**What to do**.
- a) Name every person the tribunal excerpt mentions by surname.
- b) In the tribunal excerpt, on what date did Mr. Arnold write his letter about the interview results?
───── Page excerpt ─────
Similarly, if one were to consider the degree of increase in responsibility, it follows that there would be a greater increase in responsibility going from a non-supervisory mechanic's position to that of superintendent than there would have been moving from foreman to superintendent. According to Ms. Cumming, foremen have supervisory responsibilities.

There is little evidence before the Tribunal with respect to the third factor, that is, the employee's qualifications in relation to the desirable qualifications of the position, that would enable us to make a comparative assessment of Mr. Randhawa's qualifications relative to others. We do, however, have a letter written on April 3, 1986 by R.B.Arnold, a member of the selection committee for the Field Mechanical Superintendent competition in the Spring of 1986 to D.T.Campbell, the Assistant Deputy Minister, Highways and Transportation at the Department of Community and Transportation Services (Exhibit HR-6). In this letter, Mr. Arnold reports to Mr. Campbell on the results of the interviews for the position. After describing the requirements and responsibilities of the position in some detail, Mr. Arnold offers his observations with respect to each of the candidates. Mr. Arnold noted:

Har [Mr. Randhawa] has the best combination of general knowledge and experience of all candidates interviewed.
───── Dataset entries ─────
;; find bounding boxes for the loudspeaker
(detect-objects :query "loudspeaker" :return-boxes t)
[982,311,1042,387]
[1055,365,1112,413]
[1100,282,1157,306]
─────
**Answer list**.
- a) Ms. Cumming, Mr. Randhawa, R.B. Arnold, D.T. Campbell

- b) April 3, 1986